— Page text —
● ● ● ●
AUTHOR=Murray Alison M. TITLE=Cenozoic Cichlids of Africa (Cichlidae: Pseudocrenilabrinae) With the Description of a New Species From the Oligocene of Somalia JOURNAL=Frontiers in Earth Science VOLUME=10 YEAR=2022 URL=https://www.frontiersin.org/journals/earth-science/articles/10.3389/feart.2022.892301 DOI=10.3389/feart.2022.892301 ISSN=2296-6463 ABSTRACT=

Cichlid fishes are an important component of the African freshwater ecosystem and the evolution of this group has captured the interest of ichthyologists for many decades. The distribution of cichlid fishes in both Africa and South America, and the apparent reciprocal monophyly of the cichlids in the two areas, has led to differences in opinion as to whether their modern distribution reflects a dispersal event from Africa to South America or was the result of a vicariant event–the break-up of the two continental masses in the mid-Cretaceous. If the vicariant event were the cause of the modern distribution, this would indicate an age for the family of at least 120 million years; however, the fossil record indicates a younger, Cenozoic, age for the family. The known fossil taxa in Africa often are difficult to assign to extant tribes which creates inaccuracies when they are used to date lineages within Cichlidae. The difficulty of assigning fossil cichlids to modern lineages is caused by most of these lineages being recognized based on DNA or soft-tissue characters, which are generally not preserved in fossils. This hampers our understanding of the early history of the family. Despite this, new African cichlid fossils that have been described in the past two decades and a new technique to determine relationships of these fossils are beginning to elucidate the early history of the family in Africa. Here the Palaeogene (Eocene and Oligocene) cichlids of Africa are reviewed and a new taxon from the Oligocene of Somalia, Somalichromis hadrocephalus gen. et sp. nov. is described.
● ● ● ●
— Extracted material —

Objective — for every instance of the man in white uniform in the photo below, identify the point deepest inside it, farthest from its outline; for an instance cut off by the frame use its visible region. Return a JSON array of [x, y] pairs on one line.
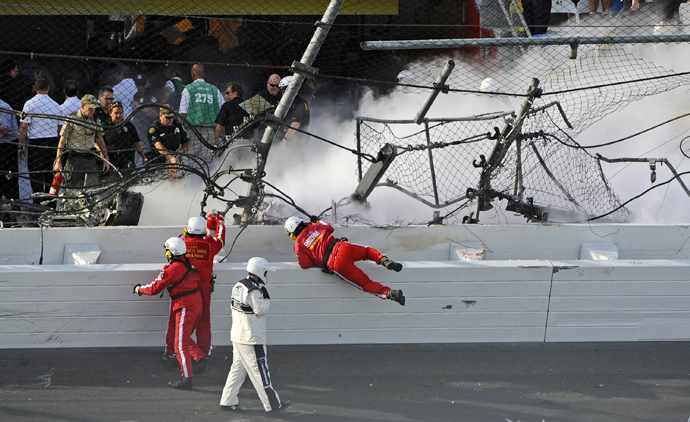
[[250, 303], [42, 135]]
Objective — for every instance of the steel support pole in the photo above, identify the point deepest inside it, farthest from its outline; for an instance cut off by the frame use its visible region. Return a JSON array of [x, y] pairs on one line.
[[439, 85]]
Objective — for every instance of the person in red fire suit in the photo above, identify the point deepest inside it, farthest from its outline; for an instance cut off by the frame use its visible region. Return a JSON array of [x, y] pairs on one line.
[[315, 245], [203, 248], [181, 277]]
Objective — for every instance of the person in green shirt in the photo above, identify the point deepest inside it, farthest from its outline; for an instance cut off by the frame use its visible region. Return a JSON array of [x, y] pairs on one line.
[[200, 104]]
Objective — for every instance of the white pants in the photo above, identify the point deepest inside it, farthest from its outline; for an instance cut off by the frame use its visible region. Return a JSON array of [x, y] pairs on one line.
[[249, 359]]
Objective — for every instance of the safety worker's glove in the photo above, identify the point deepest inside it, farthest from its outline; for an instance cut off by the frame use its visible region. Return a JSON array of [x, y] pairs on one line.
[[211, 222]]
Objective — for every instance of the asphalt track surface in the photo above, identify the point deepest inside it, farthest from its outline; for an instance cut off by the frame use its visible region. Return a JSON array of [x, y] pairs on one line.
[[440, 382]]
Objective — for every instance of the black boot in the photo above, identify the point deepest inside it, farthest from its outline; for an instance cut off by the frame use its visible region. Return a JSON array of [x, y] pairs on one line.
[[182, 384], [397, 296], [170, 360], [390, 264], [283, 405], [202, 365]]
● ● ● ●
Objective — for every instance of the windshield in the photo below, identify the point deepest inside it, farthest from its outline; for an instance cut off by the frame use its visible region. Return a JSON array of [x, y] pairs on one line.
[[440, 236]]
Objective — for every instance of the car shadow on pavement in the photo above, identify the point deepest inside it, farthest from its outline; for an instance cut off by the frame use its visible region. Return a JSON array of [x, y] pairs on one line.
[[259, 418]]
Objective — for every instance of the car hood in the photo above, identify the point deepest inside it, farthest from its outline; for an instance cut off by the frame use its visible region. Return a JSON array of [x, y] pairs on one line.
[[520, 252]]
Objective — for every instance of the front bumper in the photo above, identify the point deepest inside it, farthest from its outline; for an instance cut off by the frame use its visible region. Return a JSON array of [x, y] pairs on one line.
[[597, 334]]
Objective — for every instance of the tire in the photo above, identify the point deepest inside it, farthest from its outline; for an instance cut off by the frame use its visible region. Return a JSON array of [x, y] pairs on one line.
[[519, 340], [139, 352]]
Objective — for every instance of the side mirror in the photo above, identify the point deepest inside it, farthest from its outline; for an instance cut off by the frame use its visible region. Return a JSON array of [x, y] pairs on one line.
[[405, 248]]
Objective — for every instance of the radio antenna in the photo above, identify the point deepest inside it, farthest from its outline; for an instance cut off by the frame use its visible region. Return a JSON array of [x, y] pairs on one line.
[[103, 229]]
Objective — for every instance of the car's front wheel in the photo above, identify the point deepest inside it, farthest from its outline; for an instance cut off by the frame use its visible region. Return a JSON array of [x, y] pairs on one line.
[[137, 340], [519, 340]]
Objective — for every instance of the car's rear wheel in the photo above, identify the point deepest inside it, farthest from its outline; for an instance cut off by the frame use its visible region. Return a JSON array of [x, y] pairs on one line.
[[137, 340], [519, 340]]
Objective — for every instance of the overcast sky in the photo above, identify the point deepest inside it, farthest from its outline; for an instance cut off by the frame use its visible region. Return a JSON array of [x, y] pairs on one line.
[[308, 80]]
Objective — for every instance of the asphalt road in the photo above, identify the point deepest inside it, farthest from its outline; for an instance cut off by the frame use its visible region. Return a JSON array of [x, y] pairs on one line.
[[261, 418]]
● ● ● ●
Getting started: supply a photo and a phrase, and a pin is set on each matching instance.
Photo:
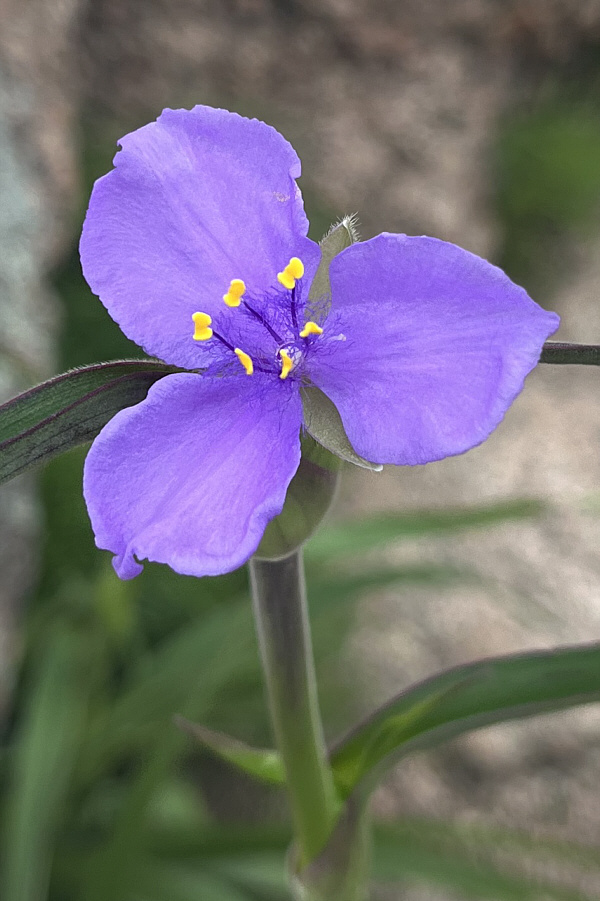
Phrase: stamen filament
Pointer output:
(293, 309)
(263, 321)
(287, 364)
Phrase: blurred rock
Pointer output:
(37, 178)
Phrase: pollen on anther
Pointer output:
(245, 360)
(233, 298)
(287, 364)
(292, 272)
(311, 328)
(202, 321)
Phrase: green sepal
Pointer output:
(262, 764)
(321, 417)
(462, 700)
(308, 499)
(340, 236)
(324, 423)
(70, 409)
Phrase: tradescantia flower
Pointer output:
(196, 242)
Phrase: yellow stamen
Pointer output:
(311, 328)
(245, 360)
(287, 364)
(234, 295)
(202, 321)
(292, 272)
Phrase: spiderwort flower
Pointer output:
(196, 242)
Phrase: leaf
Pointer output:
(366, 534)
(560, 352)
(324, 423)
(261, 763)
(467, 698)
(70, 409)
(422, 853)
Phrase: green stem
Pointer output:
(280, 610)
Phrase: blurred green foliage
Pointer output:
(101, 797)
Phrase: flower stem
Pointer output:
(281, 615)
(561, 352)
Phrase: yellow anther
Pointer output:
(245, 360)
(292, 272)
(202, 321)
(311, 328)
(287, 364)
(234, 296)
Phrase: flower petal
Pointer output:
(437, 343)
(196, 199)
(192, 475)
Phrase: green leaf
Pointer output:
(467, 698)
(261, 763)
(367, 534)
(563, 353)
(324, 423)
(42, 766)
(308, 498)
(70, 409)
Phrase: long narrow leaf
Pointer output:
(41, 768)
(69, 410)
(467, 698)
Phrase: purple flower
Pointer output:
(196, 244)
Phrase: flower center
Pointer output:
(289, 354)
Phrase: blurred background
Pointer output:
● ● ● ●
List every geological time interval named in the abstract on African fossil cichlids, spelled as the text spells it. The material is not required here.

- Cretaceous (as "mid-Cretaceous")
- Cenozoic
- Palaeogene
- Eocene
- Oligocene